Copy word for word the part of the rows below that opens with the line containing "Element lookup — where exactly is the low-rise" and runs through the last line, both ends included.

** Start Records supplied **

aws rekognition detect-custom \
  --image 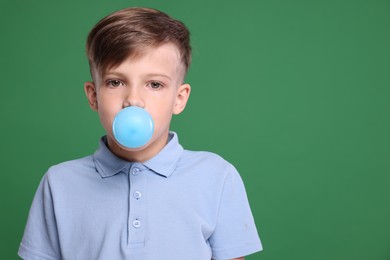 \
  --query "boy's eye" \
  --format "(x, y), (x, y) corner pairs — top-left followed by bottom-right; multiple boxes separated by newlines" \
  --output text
(107, 79), (123, 88)
(149, 82), (162, 89)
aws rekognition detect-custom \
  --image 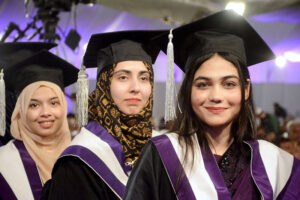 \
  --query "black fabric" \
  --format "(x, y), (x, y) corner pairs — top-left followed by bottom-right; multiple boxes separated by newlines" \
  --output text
(124, 141), (176, 200)
(83, 30), (166, 74)
(3, 90), (17, 144)
(4, 50), (79, 94)
(40, 157), (119, 200)
(215, 143), (251, 197)
(154, 10), (275, 71)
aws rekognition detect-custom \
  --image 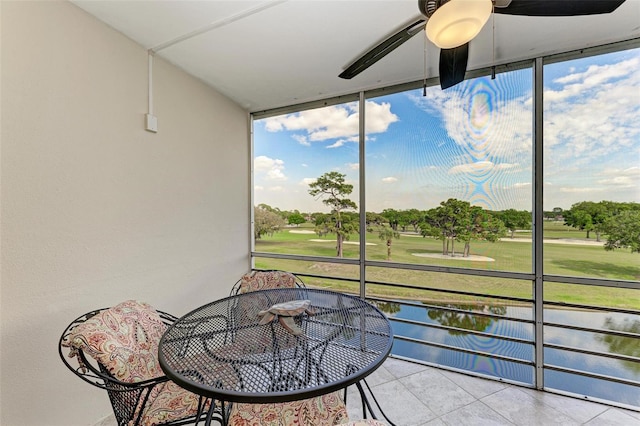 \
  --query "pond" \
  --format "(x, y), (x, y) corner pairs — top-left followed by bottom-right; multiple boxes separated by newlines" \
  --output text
(377, 301), (640, 407)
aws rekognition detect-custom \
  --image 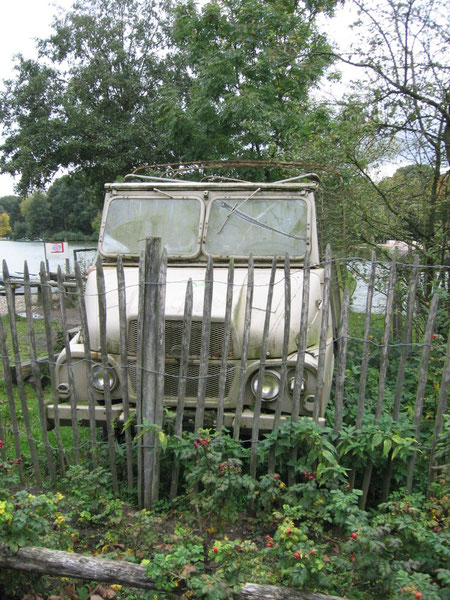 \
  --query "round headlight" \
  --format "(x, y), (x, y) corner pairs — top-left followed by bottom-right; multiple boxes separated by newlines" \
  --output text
(92, 365), (117, 392)
(288, 377), (306, 396)
(251, 371), (280, 400)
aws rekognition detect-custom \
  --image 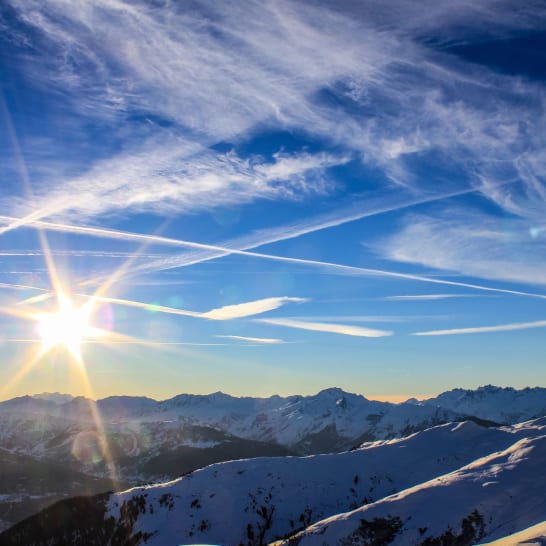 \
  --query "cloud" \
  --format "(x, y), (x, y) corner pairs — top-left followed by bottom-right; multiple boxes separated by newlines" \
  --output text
(86, 294), (307, 320)
(0, 143), (349, 226)
(3, 0), (546, 266)
(381, 294), (471, 301)
(255, 318), (392, 337)
(373, 208), (546, 285)
(4, 212), (546, 299)
(215, 335), (286, 345)
(200, 296), (308, 320)
(411, 320), (546, 336)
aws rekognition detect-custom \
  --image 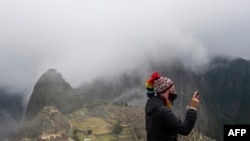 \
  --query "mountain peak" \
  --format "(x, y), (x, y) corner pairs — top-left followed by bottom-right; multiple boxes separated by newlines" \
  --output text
(25, 69), (73, 120)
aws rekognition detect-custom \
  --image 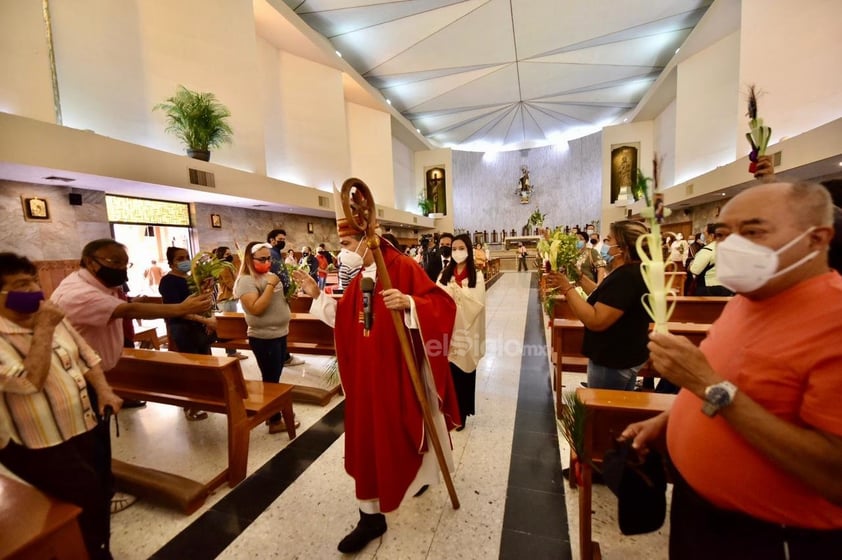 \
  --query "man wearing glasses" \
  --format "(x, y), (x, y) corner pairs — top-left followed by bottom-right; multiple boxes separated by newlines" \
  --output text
(688, 224), (734, 296)
(50, 239), (213, 513)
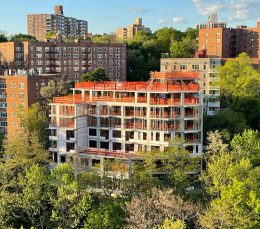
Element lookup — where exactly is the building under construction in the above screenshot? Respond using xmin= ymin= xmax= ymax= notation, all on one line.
xmin=49 ymin=72 xmax=203 ymax=173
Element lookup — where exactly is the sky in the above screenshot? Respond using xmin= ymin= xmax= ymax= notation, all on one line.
xmin=0 ymin=0 xmax=260 ymax=35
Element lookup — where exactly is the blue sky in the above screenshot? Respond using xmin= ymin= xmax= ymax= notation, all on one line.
xmin=0 ymin=0 xmax=260 ymax=35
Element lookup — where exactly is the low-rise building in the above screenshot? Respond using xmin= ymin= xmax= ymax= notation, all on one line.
xmin=27 ymin=5 xmax=88 ymax=41
xmin=0 ymin=40 xmax=126 ymax=81
xmin=0 ymin=71 xmax=61 ymax=136
xmin=49 ymin=72 xmax=203 ymax=171
xmin=160 ymin=58 xmax=223 ymax=115
xmin=116 ymin=18 xmax=151 ymax=40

** End Records supplied **

(Correct result):
Element lookup — where exactly is the low-rise building in the above screenshot? Respond using xmin= ymin= xmax= ymax= notation, all on one line.
xmin=27 ymin=5 xmax=88 ymax=41
xmin=0 ymin=40 xmax=126 ymax=81
xmin=0 ymin=71 xmax=61 ymax=136
xmin=49 ymin=72 xmax=203 ymax=171
xmin=160 ymin=58 xmax=223 ymax=115
xmin=116 ymin=18 xmax=151 ymax=40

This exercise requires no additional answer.